## TEXT SHOWN:
- - - -

Empire within?

Estonia and its Russians

Moves to disenfranchise Russian citizens in Estonia come against the backdrop of increasingly radical anti-Russian discourse and a tradition of national xenophobia. An Estonian-Russian responds.

Ethnic Russians make up about 25% of the Estonian population. Of these some 75 000 are Russian citizens. Many have no real connection with Russia and took Russian passports in the 90s, whether because of the Estonian language requirements, for travel reasons, or because they inherited citizenship from their parents.

Since the start of Russia’s criminal war against Ukraine, the Estonian government has taken a number of controversial steps that have affected local Russian-speakers. In late 2022, the government ruled that war graves and memorials that displayed ‘symbols of occupying powers’ would be relocated and removed; decisions on which tombstones and monuments this would affect were made by a secret government committee. This move was widely criticized by historians and heritage experts.

- - - -

## MATERIAL PROVIDED:

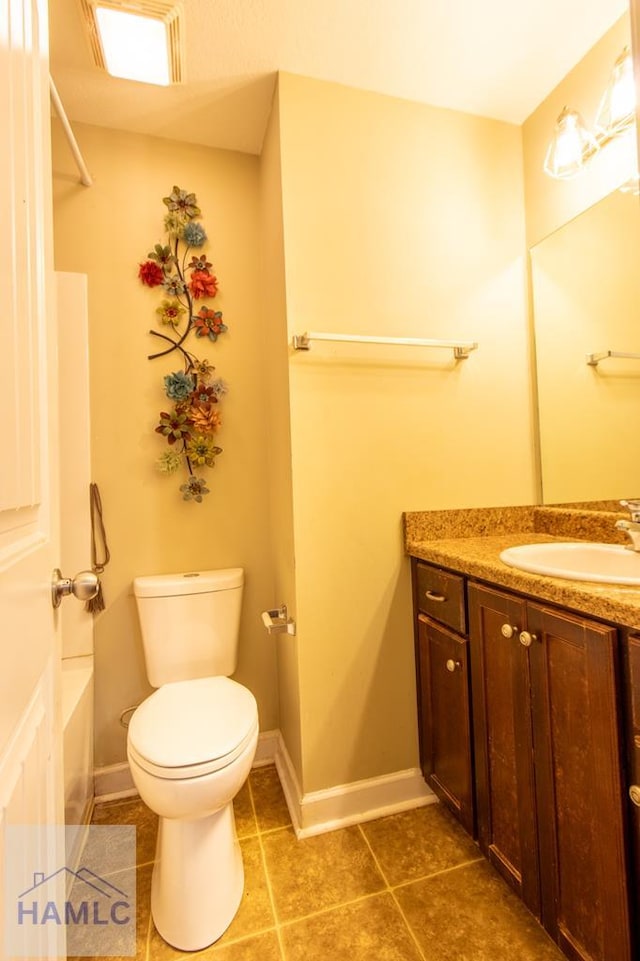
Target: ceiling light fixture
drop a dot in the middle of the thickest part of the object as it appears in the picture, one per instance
(572, 144)
(136, 39)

- - - -

## WORK TO BE COMPLETED:
According to the article on Estonia and its Russians above, what reasons led people to take Russian passports in the 90s? List them all.

## COMPLETED TASK:
- The Estonian language requirements
- Travel reasons
- Inheriting citizenship from their parents